## STUDY QUESTIONS
[1] Copy the microbiome sequencing notes from "Next steps for" to "to the game.", replacing "tasks" with "jobs".
[2] Pick up the microbiome sequencing notes after their last sentence and keep writing.

## QUOTED PASSAGE
In /project/microbiome/data/seq/psomagen_17sep20_novaseq2/coligoISD, there are 16S and ITS directories for all projects. These contain a file named coligoISDtable.txt with counts of the coligos and the ISD found in the trimmed forward reads, per sample. The file run_slurm_mkcoligoISDtable.pl has the code that passes over all of the projects and uses vsearch for making the table.


These steps can be repeated by individual users with different input data and vsearch options, as desired. Please see below for instructions with examples.


Next steps for individual users and projects

The notes below have not been updated to parallel the steps taken above (analysis updated 20 March 2021). Some parts of the next likely apply and are still correct. More up-to-date documentation and suggestions are in Bioinformatics v3.0

The next tasks each user will need to perform are QC of the data, generation of taxonomic hypotheses for ESVs/OTUs, identification of those ESVs that are the synthgene and coligo and combining data for those ESVs sensibly, and finally statistical analysis. We will go through each of these tasks below and provide some guidelines. We also provide a few tips for those new to bioinformatics. For the experienced users, we will need to work together to help folks that are new to the game.

Basic info for those who are new to bioinformatics

If you are new to bioinformatics and much of this page is unintelligible, then do not fear. Please talk to those in your lab with experience. If you want to do bioinformatics yourself, great! There is a learning curve, so be patient. It is best to start with basic Linux use because to do much of anything with sequencing data it is important to know how to operate in the Linux environment. One can google around and find various tutorials for the basics. Much useful info regarding Teton use has been collated by the Data Science group at UWYO in a Knowledge base. Also see the ARCC wiki for Teton.

Please consult these resources and figure out the basics of using Teton. You will need to know how to operate in Linux to work on Teton.

Best practices

To avoid wasting a large amount of disk space and potentially causing other problems please do not copy the raw fastq files to your scratch or home directories on Teton. If you want to use them, then do so while leaving them in place (see below for an example) and do not keep intermediate files. However, please feel free to copy OTU tables and work on your data as you see fit.

It is very easy to get confused when doing bioinformatics. One makes tens to thousands of files and has to keep them all organized. It is ideal to copy all one's commands to a digital notebook. This may seem onerous, but it will save time in the long run. This will be particularly helpful if you need to ask someone for help. It is very challenging to provide bioinformatic advice when it is unclear what has been done.

Explanation of files in your project folder

If one navigates to /project/microbiome/data/seq/ one will find folders labeled psomagen_date, where date corresponds with the date we received data from Psomagen.

## DATA
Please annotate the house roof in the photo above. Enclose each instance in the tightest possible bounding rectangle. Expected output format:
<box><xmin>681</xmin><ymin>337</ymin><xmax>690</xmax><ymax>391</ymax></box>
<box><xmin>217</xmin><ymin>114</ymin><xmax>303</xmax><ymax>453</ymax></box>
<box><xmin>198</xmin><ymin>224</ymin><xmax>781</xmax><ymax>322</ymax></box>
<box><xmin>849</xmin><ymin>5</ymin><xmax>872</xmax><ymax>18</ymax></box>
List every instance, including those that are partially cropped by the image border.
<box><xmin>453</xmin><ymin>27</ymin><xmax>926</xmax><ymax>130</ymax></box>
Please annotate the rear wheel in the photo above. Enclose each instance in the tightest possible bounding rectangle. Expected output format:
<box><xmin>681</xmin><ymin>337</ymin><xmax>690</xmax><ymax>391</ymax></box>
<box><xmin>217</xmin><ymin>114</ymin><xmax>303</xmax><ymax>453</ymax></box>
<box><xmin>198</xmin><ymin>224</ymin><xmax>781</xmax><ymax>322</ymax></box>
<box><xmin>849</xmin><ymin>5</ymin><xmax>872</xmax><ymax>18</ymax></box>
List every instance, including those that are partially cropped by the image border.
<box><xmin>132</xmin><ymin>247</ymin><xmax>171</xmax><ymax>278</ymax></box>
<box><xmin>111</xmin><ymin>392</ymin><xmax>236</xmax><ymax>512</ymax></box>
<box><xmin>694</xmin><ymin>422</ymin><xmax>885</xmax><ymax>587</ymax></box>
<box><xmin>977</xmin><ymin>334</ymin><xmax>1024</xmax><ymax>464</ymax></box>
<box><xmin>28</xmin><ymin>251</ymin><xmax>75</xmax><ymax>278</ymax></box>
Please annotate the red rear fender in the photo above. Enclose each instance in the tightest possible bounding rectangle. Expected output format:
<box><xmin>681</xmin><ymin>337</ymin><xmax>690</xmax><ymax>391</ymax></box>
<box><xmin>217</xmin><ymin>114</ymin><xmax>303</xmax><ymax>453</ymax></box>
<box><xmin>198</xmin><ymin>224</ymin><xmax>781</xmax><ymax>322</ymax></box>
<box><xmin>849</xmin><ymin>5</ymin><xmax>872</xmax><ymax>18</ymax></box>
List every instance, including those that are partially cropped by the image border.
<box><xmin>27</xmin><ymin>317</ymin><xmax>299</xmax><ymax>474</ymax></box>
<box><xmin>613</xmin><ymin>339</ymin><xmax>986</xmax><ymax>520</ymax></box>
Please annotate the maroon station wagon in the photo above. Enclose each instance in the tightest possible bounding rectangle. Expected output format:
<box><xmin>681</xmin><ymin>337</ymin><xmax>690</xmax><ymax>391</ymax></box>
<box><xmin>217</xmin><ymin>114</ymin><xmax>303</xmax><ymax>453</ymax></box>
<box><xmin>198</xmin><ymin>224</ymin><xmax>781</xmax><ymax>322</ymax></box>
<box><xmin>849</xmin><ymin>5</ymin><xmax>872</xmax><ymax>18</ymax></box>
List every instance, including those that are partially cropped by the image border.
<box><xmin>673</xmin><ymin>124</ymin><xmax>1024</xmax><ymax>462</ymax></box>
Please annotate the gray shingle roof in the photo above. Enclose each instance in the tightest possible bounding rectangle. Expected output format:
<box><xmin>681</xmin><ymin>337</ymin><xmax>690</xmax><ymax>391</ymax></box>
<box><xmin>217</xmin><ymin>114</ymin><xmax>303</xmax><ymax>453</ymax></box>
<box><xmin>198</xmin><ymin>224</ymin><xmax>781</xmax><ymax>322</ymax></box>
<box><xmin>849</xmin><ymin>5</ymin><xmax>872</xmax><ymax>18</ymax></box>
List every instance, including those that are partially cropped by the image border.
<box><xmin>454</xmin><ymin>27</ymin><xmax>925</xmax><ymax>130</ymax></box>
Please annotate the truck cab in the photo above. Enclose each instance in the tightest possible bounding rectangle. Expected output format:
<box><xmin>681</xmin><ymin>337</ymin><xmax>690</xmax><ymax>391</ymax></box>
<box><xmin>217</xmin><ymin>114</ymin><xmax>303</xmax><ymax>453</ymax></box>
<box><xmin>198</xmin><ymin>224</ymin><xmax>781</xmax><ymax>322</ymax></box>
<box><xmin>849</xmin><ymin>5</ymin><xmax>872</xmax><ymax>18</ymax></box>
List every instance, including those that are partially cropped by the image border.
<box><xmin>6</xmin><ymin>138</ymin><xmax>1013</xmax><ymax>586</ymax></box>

## TASK ANSWERS
[1]
Next steps for individual users and projects

The notes below have not been updated to parallel the steps taken above (analysis updated 20 March 2021). Some parts of the next likely apply and are still correct. More up-to-date documentation and suggestions are in Bioinformatics v3.0

The next jobs each user will need to perform are QC of the data, generation of taxonomic hypotheses for ESVs/OTUs, identification of those ESVs that are the synthgene and coligo and combining data for those ESVs sensibly, and finally statistical analysis. We will go through each of these jobs below and provide some guidelines. We also provide a few tips for those new to bioinformatics. For the experienced users, we will need to work together to help folks that are new to the game.

[2]
Inside those files one will find these folders: otu rawdata tfmergedreads

otu - contains otu tables for either 16s or ITS organized by project (project names are user provided). Inside the project specific folder, one will find “chimera_out.fa” and “zotus_nonchimeric.fa”, “uniqueSequences”, “zotus.fa”, and “otutable”.

“Chimera_out.fa” - are chimeric sequences

“zotus_nonchimeric.fa” are non-chimeric ESVs. If you want to do something with the ESV sequences use this file.

“uniqueSequences” are all the unique sequences in the project.

“zotus.fa” has ESVs (which usearch refers to as Zotus), these differ from unique sequences slightly in that some low frequency sequences contained in “uniqueSequences.fa” will not be included in “zotus.fa”.

rawdata - contains raw data and scripts used to parse them (see above).

tfmergedreads - contains trimmed, filtered, merged reads. Note that we are not currently trimming reads, though one could do this if desired. Within this folder one will find folders labeled 16S or ITS and inside them will be fasta files labeled by sample name, MID, user and project name. These reads were processed as described by Alex earlier on this page. One can extract filtering and merging statistics from the file, “all_filtermergestats.csv”. This file includes a row for each file. The first field contains the file name, the second field should be an integer and tells how many reads were in the file originally, third field is how many reads were left after merging, fourth field is how many reads left after filtering.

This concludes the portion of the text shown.